PROVIDED TEXT:

- Opening Delimiter -

Ministers arriving for government negotiations on Thursday afternoon talks said they would discuss the plight of the cultural sector.

Cabinet talks at the House of Estates (file photo). Image: Lauri Heikkinen / Valtioneuvoston kanslia

Prime Minister Sanna Marin (SDP) has said that the government is to decide on the general guidelines of its so-called hybrid coronavirus strategy on Thursday, including the vaccine coverage target.

Another key question, according to Marin, is when the epidemic level system can be abandoned in various regions once the desired vaccine coverage has been achieved.

Marin said before the meeting that the draft negotiating proposal calls for 80-90 percent coverage among those over 12 years of age.

"We are working to get vaccine coverage in Finland so that we can get rid of the restrictive measures completely," Marin said.

She spoke before government negotiations on Thursday afternoon at the House of Estates.

In addition to the general guidelines to be decided on Thursday, a programme of more specific measures is being prepared and will be decided on next week or the following week, she said.

The cabinet will also discuss the plight of the cultural and event sector, the premier added. According to Marin, relief for the sector is on the cards even before the coronavirus strategy is updated. The talks will address the issue of two-metre safety gaps, which has been criticised by the theatre sector, among others.

- Closing Delimiter -

[Dataset entries]
- Opening Delimiter -

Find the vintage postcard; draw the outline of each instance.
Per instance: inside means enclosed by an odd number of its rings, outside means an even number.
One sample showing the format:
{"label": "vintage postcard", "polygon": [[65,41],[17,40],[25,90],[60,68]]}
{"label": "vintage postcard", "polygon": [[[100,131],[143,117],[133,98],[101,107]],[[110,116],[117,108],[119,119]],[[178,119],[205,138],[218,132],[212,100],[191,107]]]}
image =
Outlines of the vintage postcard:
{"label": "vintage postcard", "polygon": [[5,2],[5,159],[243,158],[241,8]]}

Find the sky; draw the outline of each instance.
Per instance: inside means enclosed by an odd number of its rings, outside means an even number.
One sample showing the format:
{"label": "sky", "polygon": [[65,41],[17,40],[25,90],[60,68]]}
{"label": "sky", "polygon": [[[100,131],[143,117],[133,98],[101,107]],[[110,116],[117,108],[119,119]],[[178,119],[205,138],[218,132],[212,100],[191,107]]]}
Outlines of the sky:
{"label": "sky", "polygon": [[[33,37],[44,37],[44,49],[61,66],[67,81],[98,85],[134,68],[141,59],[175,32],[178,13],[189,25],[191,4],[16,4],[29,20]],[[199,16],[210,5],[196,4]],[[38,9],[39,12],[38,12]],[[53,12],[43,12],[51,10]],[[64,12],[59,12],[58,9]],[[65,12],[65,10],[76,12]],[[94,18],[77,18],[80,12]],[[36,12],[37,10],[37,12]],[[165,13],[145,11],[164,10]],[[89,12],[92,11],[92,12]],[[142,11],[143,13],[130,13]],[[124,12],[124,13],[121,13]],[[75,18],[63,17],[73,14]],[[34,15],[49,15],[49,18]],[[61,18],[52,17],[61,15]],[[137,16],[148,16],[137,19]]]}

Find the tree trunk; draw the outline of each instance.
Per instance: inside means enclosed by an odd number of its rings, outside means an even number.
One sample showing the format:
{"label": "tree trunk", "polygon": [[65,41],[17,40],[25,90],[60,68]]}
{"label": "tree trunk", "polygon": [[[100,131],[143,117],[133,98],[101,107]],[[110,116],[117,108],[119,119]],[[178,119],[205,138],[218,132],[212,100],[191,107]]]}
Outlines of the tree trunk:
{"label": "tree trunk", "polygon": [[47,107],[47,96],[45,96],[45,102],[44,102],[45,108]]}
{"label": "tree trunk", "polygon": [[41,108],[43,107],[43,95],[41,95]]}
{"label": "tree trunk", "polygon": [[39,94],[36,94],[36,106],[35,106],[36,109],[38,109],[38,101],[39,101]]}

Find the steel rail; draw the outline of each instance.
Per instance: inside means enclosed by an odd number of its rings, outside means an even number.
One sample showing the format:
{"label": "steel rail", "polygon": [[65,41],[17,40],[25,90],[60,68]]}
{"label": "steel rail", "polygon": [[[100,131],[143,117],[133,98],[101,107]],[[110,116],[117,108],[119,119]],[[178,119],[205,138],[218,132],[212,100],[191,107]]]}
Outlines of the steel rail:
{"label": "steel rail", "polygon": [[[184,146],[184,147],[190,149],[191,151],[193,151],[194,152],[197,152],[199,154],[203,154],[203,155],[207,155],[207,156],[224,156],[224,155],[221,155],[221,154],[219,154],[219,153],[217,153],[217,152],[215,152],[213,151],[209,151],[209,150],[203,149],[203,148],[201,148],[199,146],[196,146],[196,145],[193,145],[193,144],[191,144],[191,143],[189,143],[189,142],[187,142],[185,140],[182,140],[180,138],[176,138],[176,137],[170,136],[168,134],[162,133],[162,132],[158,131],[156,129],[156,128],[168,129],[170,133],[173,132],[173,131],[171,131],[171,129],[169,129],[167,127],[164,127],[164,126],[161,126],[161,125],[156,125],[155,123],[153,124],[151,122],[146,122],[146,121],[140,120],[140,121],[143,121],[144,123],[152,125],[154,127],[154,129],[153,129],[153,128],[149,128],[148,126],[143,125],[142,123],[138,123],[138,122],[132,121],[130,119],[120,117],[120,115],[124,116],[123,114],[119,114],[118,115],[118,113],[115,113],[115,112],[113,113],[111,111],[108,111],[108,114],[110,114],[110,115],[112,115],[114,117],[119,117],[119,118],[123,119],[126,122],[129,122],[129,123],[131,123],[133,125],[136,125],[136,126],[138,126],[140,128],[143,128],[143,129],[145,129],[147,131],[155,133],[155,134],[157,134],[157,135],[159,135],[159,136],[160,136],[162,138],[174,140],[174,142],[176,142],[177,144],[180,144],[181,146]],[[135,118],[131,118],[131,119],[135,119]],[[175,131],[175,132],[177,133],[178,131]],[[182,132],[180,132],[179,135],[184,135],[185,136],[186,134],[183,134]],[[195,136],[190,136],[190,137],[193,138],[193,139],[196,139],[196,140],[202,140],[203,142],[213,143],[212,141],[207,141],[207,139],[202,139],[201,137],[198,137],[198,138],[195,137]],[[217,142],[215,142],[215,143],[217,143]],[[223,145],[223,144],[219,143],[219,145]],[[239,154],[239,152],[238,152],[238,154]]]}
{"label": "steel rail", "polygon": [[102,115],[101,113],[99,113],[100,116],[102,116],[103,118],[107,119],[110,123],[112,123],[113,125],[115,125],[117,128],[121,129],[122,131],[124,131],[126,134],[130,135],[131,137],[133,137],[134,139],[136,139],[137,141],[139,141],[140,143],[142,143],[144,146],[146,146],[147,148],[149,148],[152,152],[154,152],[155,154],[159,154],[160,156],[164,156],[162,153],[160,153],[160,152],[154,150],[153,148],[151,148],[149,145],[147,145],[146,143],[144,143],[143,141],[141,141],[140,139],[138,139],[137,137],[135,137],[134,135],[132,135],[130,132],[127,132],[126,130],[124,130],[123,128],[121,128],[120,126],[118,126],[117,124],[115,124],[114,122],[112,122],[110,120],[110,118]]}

- Closing Delimiter -

STUDY QUESTIONS:
- a) Answer these from the news report on Finland's coronavirus strategy:
(i) What vaccine coverage does the draft negotiating proposal call for, and among which age group?
(ii) Where did Marin speak before the Thursday afternoon negotiations?
(iii) Which sector is named as having criticized the two-meter safety gaps?
- b) Swap "vaccine coverage" for "immunization coverage" and write out the news report again, starting at "Another key question, according" and ending at "House of Estates.".
The items play no part in what is asked here.

TASK RESULTS:
- a)
(i) 80-90 percent coverage among those over 12 years of age.
(ii) At the House of Estates.
(iii) The theatre sector, among others.

- b)
Another key question, according to Marin, is when the epidemic level system can be abandoned in various regions once the desired immunization coverage has been achieved.

Marin said before the meeting that the draft negotiating proposal calls for 80-90 percent coverage among those over 12 years of age.

"We are working to get immunization coverage in Finland so that we can get rid of the restrictive measures completely," Marin said.

She spoke before government negotiations on Thursday afternoon at the House of Estates.